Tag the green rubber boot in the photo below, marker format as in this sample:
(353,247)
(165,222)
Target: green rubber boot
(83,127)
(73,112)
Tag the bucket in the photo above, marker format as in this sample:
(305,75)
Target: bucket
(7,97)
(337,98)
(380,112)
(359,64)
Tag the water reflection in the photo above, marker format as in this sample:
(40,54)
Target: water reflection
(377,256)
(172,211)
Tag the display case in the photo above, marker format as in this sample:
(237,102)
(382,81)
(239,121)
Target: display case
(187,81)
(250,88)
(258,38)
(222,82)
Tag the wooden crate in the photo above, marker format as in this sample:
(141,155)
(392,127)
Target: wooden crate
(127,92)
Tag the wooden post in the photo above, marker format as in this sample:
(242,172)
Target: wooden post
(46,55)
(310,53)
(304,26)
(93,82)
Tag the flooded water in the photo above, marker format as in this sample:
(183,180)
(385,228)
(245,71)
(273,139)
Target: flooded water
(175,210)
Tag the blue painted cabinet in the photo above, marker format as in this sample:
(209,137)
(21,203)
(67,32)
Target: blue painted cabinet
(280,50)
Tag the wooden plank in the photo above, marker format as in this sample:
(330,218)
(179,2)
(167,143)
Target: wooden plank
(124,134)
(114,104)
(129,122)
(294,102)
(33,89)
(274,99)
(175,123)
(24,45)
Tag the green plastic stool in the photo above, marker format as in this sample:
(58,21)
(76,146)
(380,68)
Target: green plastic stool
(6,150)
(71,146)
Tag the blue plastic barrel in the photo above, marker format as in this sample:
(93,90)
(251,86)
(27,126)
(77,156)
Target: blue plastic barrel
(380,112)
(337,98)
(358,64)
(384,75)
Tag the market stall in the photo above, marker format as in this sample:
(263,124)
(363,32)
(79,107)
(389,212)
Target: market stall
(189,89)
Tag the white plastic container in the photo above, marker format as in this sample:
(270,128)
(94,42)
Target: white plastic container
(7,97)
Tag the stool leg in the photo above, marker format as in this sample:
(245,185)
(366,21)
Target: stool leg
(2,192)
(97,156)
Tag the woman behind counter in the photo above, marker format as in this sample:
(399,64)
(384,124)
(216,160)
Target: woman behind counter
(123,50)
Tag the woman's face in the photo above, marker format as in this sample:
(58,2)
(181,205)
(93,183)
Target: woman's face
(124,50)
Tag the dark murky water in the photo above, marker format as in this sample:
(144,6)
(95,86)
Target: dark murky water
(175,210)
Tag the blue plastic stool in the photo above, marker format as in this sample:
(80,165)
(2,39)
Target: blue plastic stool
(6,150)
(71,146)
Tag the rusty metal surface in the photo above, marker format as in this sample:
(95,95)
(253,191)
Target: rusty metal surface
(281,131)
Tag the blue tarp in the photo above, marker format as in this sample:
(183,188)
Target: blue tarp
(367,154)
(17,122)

==

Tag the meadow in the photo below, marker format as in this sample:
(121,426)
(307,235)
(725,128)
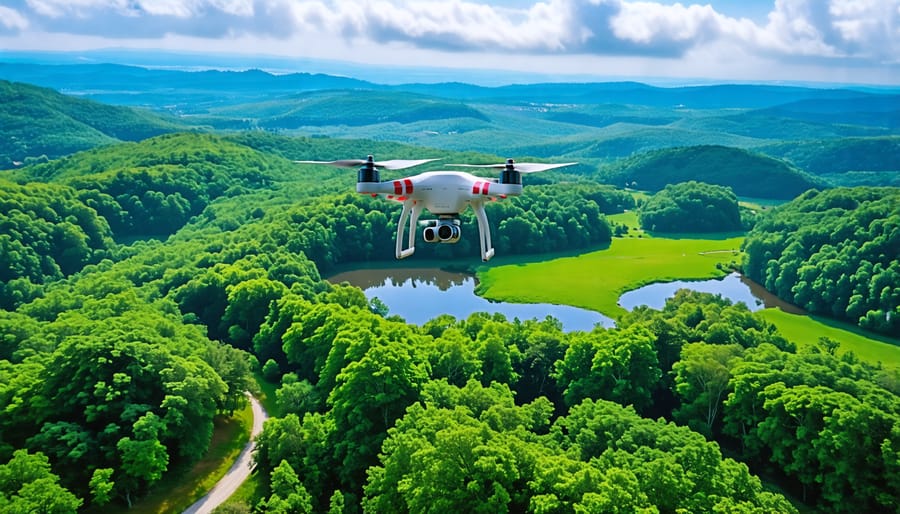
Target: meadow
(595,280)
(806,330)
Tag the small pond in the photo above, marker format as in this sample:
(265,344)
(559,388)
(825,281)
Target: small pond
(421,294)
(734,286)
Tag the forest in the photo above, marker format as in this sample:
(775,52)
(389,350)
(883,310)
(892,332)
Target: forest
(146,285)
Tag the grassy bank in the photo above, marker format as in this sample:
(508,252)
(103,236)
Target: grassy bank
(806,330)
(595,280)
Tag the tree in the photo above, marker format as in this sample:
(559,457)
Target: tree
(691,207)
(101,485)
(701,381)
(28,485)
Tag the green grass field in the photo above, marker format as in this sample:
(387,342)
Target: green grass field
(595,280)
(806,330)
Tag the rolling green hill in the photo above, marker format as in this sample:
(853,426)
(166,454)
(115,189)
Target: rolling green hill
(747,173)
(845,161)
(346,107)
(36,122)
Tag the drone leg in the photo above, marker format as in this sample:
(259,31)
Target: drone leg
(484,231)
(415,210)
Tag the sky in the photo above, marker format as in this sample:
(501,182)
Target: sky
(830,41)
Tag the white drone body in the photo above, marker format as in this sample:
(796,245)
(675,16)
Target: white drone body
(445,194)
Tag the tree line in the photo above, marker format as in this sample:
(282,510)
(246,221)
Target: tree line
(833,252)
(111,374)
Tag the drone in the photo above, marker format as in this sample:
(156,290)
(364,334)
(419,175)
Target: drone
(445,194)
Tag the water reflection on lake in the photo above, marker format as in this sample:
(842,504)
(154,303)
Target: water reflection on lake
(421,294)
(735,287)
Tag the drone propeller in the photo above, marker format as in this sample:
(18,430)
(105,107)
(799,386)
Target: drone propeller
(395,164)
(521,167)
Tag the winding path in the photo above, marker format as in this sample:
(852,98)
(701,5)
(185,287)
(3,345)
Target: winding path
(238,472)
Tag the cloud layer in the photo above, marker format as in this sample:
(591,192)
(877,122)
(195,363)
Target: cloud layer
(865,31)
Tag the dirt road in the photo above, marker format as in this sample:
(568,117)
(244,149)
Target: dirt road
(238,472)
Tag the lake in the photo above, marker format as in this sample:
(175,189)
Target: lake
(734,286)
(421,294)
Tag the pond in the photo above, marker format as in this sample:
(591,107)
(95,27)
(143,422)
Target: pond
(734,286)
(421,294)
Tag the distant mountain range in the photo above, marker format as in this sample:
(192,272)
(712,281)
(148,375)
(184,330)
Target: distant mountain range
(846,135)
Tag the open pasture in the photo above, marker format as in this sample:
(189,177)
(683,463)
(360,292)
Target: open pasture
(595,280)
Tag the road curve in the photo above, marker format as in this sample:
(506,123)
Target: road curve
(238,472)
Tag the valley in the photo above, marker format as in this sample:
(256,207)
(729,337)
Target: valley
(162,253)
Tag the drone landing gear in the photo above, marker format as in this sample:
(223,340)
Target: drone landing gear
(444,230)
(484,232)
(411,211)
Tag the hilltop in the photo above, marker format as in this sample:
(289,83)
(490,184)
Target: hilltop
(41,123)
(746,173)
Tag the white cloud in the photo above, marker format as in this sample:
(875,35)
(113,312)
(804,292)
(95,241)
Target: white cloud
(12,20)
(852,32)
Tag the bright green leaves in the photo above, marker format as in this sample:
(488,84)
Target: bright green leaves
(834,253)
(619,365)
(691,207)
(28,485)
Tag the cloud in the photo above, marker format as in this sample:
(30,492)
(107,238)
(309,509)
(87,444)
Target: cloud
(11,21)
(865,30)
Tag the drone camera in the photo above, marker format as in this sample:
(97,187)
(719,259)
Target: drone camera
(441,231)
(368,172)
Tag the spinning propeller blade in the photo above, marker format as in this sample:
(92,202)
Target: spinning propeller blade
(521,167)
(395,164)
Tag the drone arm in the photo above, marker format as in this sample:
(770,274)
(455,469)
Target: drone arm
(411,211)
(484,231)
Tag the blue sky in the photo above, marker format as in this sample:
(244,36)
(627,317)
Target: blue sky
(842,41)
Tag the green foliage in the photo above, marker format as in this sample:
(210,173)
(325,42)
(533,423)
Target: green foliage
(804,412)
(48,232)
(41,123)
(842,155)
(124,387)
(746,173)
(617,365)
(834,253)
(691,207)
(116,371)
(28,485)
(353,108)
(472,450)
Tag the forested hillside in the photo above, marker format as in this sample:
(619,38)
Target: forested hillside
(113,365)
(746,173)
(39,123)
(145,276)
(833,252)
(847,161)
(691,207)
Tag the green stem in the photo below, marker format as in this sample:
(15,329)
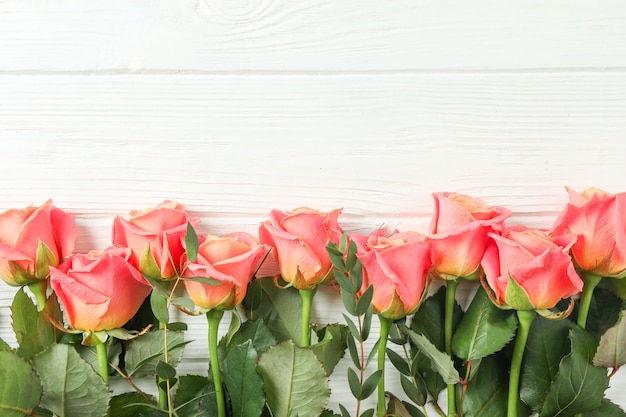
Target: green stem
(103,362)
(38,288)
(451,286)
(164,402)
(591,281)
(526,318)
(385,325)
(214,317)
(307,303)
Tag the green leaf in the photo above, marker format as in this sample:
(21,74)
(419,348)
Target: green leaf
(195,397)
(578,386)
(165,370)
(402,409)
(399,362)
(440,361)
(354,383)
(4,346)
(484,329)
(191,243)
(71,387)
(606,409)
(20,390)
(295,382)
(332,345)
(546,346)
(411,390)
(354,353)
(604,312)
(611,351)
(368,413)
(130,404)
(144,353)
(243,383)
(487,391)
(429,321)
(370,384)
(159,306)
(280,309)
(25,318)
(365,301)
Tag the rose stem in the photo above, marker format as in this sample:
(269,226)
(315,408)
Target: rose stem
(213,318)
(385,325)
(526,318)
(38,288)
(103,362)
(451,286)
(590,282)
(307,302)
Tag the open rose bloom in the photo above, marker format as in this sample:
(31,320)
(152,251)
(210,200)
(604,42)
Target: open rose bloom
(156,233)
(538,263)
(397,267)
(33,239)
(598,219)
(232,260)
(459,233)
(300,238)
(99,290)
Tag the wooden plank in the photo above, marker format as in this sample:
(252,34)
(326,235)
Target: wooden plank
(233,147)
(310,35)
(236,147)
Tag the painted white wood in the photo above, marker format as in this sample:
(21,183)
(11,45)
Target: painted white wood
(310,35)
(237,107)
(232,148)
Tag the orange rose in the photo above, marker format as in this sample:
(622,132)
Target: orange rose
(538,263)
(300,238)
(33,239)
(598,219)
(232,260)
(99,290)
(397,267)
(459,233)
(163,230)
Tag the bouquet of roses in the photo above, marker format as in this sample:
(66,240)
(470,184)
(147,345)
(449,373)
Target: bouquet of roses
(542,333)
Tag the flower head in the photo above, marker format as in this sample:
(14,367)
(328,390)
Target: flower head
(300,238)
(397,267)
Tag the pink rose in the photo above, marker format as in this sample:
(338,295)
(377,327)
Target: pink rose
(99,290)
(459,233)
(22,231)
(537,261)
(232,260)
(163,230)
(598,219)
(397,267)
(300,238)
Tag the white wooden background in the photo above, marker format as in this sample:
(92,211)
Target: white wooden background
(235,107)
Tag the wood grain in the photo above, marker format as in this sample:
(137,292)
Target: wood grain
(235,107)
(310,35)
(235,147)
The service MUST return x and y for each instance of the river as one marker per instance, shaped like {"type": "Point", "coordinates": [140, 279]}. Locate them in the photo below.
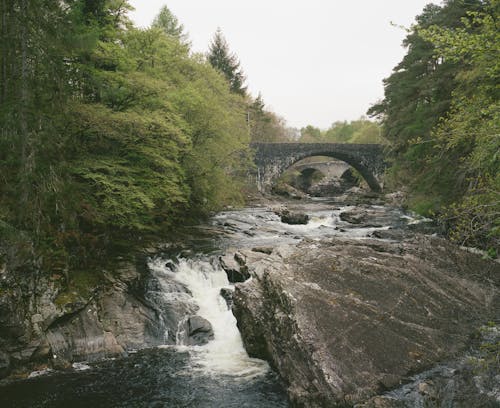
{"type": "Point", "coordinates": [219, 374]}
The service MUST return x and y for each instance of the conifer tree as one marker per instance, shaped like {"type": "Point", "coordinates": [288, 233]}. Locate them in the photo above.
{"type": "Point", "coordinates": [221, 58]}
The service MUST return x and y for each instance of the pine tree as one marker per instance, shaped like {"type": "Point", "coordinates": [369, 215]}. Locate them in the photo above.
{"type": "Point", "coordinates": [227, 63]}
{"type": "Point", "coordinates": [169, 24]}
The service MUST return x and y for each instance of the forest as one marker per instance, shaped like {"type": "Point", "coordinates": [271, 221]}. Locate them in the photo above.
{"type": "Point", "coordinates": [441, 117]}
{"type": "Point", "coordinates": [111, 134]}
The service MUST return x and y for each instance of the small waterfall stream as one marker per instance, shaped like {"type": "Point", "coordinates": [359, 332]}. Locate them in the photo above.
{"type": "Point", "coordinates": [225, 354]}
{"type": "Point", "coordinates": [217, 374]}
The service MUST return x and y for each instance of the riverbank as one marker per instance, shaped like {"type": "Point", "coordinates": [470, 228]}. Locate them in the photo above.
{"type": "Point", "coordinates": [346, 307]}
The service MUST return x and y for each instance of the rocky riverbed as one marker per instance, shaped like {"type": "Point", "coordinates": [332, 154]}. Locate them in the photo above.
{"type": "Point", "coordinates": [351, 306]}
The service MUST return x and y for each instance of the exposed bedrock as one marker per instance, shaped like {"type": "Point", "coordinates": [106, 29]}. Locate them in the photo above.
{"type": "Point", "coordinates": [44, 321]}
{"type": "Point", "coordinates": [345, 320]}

* * *

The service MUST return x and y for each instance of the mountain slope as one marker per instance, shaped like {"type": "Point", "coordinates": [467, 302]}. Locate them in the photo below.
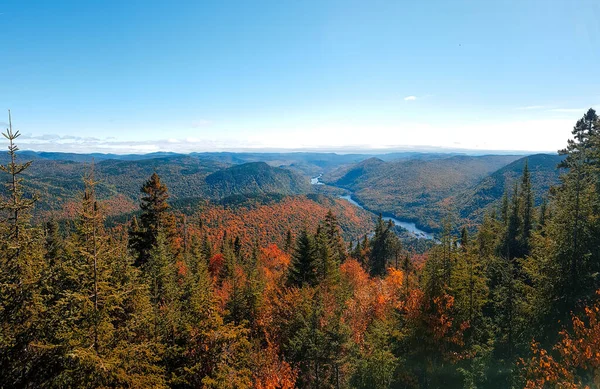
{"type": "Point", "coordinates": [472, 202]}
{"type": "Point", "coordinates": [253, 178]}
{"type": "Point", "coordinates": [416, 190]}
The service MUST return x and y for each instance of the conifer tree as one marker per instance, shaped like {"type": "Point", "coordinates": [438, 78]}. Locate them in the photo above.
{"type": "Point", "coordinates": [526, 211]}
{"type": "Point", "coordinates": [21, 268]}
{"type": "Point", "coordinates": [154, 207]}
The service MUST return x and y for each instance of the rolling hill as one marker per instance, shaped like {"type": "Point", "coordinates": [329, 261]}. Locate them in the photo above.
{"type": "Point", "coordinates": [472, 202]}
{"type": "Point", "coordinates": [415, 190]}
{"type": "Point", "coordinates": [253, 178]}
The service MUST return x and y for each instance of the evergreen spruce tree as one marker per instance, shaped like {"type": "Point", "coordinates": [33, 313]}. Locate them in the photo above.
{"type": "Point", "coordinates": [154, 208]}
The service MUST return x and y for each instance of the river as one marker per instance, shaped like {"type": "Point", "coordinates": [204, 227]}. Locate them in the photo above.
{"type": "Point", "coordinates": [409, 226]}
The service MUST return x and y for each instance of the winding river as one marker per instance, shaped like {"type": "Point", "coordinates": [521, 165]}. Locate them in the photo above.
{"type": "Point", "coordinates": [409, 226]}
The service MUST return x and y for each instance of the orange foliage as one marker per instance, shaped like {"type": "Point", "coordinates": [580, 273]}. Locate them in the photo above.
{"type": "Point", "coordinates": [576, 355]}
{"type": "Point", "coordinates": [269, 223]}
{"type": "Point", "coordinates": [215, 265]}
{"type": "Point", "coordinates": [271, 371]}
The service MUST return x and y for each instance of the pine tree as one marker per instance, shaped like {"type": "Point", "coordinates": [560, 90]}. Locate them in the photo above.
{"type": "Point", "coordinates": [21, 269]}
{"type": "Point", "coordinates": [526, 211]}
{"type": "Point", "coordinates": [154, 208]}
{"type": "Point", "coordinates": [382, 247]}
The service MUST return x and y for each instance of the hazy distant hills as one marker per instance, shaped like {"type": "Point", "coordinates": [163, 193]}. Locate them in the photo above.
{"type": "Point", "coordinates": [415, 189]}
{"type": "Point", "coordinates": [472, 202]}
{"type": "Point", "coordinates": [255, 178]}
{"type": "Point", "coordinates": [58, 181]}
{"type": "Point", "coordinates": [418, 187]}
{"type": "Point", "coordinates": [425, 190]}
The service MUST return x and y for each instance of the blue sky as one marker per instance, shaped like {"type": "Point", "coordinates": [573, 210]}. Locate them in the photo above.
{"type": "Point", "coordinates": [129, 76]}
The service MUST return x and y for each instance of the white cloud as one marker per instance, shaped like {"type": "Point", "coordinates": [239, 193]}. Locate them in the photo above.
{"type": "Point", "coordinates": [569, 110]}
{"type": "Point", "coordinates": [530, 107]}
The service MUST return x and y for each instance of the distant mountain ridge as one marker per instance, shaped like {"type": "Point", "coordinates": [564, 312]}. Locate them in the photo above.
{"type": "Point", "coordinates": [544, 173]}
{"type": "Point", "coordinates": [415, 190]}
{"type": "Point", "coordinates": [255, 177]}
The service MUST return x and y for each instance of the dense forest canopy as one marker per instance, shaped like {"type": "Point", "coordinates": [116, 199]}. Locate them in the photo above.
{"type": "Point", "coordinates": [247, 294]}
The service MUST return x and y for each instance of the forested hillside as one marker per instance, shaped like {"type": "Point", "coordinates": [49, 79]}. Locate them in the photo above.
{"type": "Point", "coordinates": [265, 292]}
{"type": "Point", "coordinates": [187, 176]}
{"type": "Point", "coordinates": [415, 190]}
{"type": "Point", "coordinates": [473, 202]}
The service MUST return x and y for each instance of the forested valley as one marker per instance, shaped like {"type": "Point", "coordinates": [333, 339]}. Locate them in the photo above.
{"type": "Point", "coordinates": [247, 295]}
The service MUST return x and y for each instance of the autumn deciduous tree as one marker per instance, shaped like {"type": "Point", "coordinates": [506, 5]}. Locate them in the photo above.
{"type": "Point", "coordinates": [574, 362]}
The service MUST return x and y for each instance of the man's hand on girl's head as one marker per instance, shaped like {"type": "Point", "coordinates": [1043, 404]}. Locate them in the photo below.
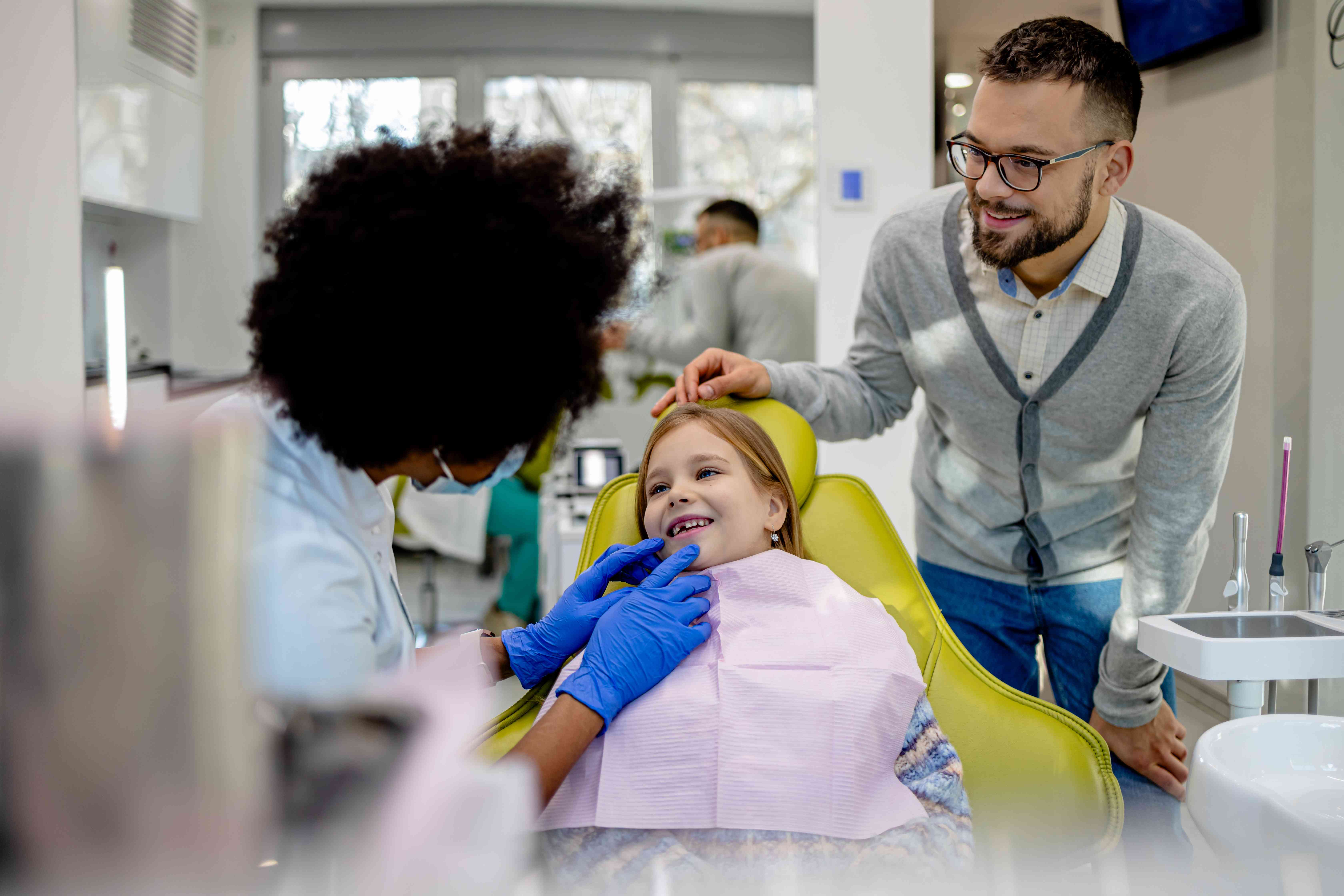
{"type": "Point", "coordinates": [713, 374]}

> **YOUR INSTRUCTIONS**
The reply should consist solely of the lines above from the one that has "Tag the open pasture" through the one that has "Tag the valley", reproduced exactly.

> **REPLY**
Tag the open pasture in the photo above, marker format as in this sample:
(189,177)
(683,463)
(360,292)
Target: open pasture
(595,280)
Tag the road curve in the photo above, marker format as in this sample:
(506,123)
Target: road curve
(238,472)
Tag the valley in the photo above, marker format as in this sample:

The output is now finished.